### Kaynak Metin

Nazilerin baskısı sonucu Almanya’yı terk ederek ABD’ye gitmek zorunda kalan Albert Einstein’ın Amerika’da da pek rahat bırakıldığı söylenemez. FBI’ın Einstein aleyhinde 22 yıl boyunca karalama kampanyası sürdürdüğü, yaşamı boyu izlediği ve hakkında 1800 sayfayı bulan rapor tuttuğu, arşivlerin açılmasıyla ortaya çıkmıştı. McCarthy döneminin bildik uygulamaları ve özellikle kötü şöhretli FBI Başkanı J. Edgar Hoover’ın husumeti Einstein’a yönelik kampanyaya yol açmıştı.
Einstein’a karşı resmi kampanya, henüz Hitler zulmünden kaçıp Amerika’ya mülteci olarak yerleşmesinden önce başlatılmıştı. Kaliforniya Üniversitesi’nde çalışmak üzere vize başvurusu yaptığında aşırı sağcı bir grup (Women Patriot Corporation) onun komünist ve anarko-komünist gruplara üye olduğunu söyleyerek 16 sayfalık bir mektupla Dış İlişkiler Bölümü’nü uyarmıştı. Mektuba icabet eden Dış İlişkiler’in büyük bilgini sorguya alması Einstein’ı az daha ABD’ye girmekten vazgeçiriyordu.
FBI 1930’dan itibaren Einstein hakkında dosya oluşturmaya başladı. Örneğin Einstein’ın İspanya İç Savaşı sırasında Franco faşizmine karşı grupları desteklediği ve bu dönemde de bir komünizm sempatizanı olarak Nazi rejiminden uzaklaşmak için ABD’ye girmeyi planladığı gibi “bilgiler” yer almıştı dosyada.

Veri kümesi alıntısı
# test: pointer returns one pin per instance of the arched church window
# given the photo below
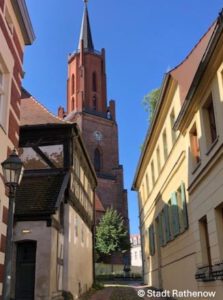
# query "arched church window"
(97, 160)
(73, 84)
(94, 82)
(94, 102)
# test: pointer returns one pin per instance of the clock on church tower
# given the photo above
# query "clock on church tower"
(87, 106)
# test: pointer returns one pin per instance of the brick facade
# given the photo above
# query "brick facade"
(87, 105)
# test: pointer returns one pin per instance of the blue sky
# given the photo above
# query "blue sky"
(143, 39)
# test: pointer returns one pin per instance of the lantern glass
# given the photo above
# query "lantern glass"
(12, 170)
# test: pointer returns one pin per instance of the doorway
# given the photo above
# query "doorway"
(25, 270)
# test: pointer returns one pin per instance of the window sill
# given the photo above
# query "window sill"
(196, 167)
(212, 146)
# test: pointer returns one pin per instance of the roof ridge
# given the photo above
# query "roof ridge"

### Çalışma Talimatı
Einstein'ın FBI tarafından izlenmesini anlatan metinde "FBI 1930’dan itibaren" sözcüklerinin geçtiği yerden başlayan ve "yer almıştı dosyada." sözcüklerinden sonra biten bölümü birebir kopyalar mısın?

### Yanıt
FBI 1930’dan itibaren Einstein hakkında dosya oluşturmaya başladı. Örneğin Einstein’ın İspanya İç Savaşı sırasında Franco faşizmine karşı grupları desteklediği ve bu dönemde de bir komünizm sempatizanı olarak Nazi rejiminden uzaklaşmak için ABD’ye girmeyi planladığı gibi “bilgiler” yer almıştı dosyada.